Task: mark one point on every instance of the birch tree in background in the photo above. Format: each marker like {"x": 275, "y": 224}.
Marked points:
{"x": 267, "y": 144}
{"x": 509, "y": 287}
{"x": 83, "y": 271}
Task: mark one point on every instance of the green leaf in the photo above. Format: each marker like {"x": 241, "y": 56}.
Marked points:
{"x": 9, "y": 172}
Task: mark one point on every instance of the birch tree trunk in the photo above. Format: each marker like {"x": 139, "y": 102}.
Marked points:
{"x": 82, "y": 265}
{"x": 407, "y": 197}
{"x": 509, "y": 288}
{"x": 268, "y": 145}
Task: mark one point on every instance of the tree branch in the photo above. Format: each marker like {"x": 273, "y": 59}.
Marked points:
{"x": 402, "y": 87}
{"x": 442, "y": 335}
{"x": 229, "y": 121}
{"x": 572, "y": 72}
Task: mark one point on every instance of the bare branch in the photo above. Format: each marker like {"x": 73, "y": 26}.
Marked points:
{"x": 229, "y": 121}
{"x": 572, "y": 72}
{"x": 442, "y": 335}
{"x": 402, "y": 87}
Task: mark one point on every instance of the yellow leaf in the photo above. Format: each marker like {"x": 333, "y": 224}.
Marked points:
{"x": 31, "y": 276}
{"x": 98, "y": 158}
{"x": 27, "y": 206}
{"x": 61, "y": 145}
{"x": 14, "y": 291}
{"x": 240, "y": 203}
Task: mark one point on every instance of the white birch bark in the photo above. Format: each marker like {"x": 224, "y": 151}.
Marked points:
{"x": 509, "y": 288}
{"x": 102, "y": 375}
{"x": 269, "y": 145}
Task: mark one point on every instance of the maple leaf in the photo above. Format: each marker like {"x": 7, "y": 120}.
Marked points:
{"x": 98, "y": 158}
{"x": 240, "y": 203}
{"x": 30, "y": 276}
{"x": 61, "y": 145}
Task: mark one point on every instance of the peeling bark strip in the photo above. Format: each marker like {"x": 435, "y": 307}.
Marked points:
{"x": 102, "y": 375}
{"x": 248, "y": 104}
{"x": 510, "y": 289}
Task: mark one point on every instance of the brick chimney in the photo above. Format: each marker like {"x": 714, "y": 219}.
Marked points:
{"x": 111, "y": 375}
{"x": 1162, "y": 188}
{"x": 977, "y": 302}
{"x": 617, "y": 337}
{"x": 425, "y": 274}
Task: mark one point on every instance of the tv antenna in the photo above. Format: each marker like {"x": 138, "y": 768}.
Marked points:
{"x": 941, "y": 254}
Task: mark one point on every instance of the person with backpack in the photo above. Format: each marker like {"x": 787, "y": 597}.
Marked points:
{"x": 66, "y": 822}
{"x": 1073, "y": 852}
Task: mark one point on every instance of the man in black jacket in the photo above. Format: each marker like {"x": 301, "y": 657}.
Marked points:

# # # # # # #

§ PROBLEM STATEMENT
Using the listing, filter for "branch" and return the matching lines.

§ EXERCISE SOLUTION
Task: mark one point on every instance of the tree branch in the photo above. Format: each marker like {"x": 273, "y": 59}.
Task: mark one point on every instance of the bare branch in the photo above. Format: each marker like {"x": 73, "y": 26}.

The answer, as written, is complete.